[Exercise brief]: Gather every line in the records that contains the word "tree", and copy each one. Treat uppercase and lowercase letters as different.

[Data section]:
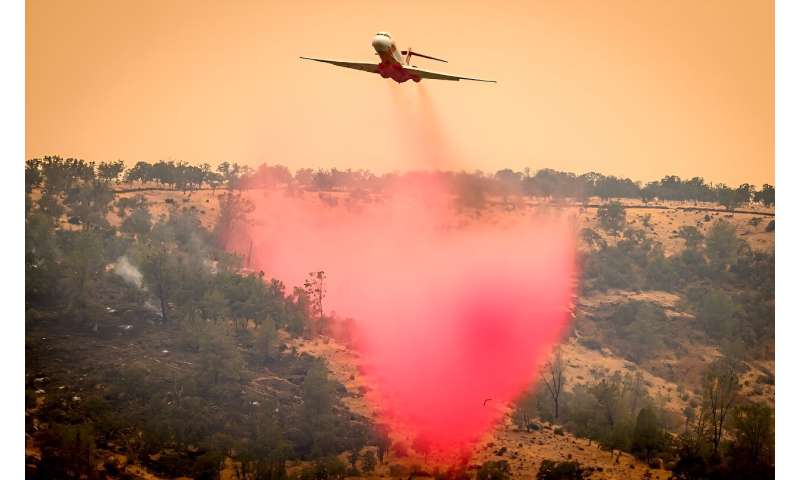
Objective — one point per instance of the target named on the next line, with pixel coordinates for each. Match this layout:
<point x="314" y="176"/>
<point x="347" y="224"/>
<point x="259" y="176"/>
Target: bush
<point x="550" y="470"/>
<point x="591" y="343"/>
<point x="492" y="470"/>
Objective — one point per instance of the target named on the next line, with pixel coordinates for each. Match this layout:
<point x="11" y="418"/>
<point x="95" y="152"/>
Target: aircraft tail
<point x="409" y="53"/>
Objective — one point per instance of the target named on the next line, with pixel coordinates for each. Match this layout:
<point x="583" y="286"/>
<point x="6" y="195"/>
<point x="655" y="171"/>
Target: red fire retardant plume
<point x="449" y="310"/>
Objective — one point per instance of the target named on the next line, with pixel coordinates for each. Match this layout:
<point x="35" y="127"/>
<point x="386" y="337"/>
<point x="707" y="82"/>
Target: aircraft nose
<point x="381" y="43"/>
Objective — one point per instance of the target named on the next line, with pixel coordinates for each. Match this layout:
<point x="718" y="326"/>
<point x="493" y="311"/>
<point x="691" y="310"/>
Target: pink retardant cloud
<point x="450" y="310"/>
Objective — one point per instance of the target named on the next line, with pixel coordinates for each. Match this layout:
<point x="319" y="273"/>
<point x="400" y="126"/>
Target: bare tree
<point x="720" y="386"/>
<point x="315" y="289"/>
<point x="553" y="375"/>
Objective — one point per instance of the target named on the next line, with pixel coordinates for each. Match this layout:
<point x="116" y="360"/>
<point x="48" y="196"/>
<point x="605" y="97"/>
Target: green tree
<point x="110" y="171"/>
<point x="753" y="430"/>
<point x="691" y="235"/>
<point x="766" y="195"/>
<point x="138" y="222"/>
<point x="494" y="470"/>
<point x="647" y="434"/>
<point x="716" y="312"/>
<point x="612" y="217"/>
<point x="368" y="463"/>
<point x="159" y="267"/>
<point x="722" y="245"/>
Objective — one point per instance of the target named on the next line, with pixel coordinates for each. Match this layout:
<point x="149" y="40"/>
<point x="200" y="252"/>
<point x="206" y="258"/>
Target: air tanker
<point x="395" y="64"/>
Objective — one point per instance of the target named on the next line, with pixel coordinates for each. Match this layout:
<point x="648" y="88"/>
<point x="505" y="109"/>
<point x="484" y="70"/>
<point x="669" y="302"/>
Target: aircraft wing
<point x="440" y="76"/>
<point x="363" y="66"/>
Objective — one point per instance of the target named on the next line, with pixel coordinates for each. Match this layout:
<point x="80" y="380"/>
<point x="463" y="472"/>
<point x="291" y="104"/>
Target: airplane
<point x="396" y="64"/>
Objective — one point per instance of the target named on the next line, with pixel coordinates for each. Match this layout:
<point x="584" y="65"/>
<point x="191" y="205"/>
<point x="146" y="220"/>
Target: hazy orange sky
<point x="625" y="87"/>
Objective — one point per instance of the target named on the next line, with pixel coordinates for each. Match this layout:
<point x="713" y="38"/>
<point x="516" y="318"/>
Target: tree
<point x="611" y="217"/>
<point x="368" y="463"/>
<point x="716" y="313"/>
<point x="753" y="432"/>
<point x="494" y="470"/>
<point x="691" y="235"/>
<point x="550" y="470"/>
<point x="722" y="245"/>
<point x="110" y="171"/>
<point x="159" y="268"/>
<point x="720" y="389"/>
<point x="33" y="174"/>
<point x="422" y="445"/>
<point x="315" y="290"/>
<point x="138" y="222"/>
<point x="233" y="211"/>
<point x="593" y="239"/>
<point x="88" y="203"/>
<point x="647" y="436"/>
<point x="554" y="380"/>
<point x="766" y="195"/>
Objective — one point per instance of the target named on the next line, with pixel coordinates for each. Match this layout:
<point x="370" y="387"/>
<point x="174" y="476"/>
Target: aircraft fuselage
<point x="392" y="61"/>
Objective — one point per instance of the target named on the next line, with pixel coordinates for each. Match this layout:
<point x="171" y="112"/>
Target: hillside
<point x="229" y="373"/>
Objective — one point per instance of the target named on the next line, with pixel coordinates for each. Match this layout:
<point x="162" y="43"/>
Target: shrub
<point x="550" y="470"/>
<point x="494" y="470"/>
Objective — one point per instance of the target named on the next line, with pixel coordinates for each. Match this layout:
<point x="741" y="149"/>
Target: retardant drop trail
<point x="448" y="312"/>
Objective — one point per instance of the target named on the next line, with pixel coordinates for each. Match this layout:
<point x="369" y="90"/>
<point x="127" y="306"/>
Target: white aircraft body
<point x="395" y="64"/>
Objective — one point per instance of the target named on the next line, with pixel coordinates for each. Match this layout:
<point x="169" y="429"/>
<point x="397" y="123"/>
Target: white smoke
<point x="125" y="269"/>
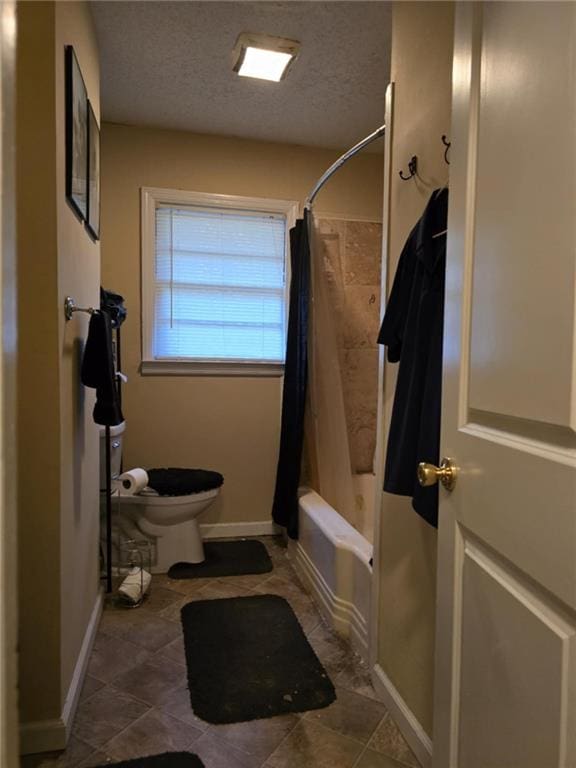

[Solution]:
Target: bare tree
Target: green tree
Target: tree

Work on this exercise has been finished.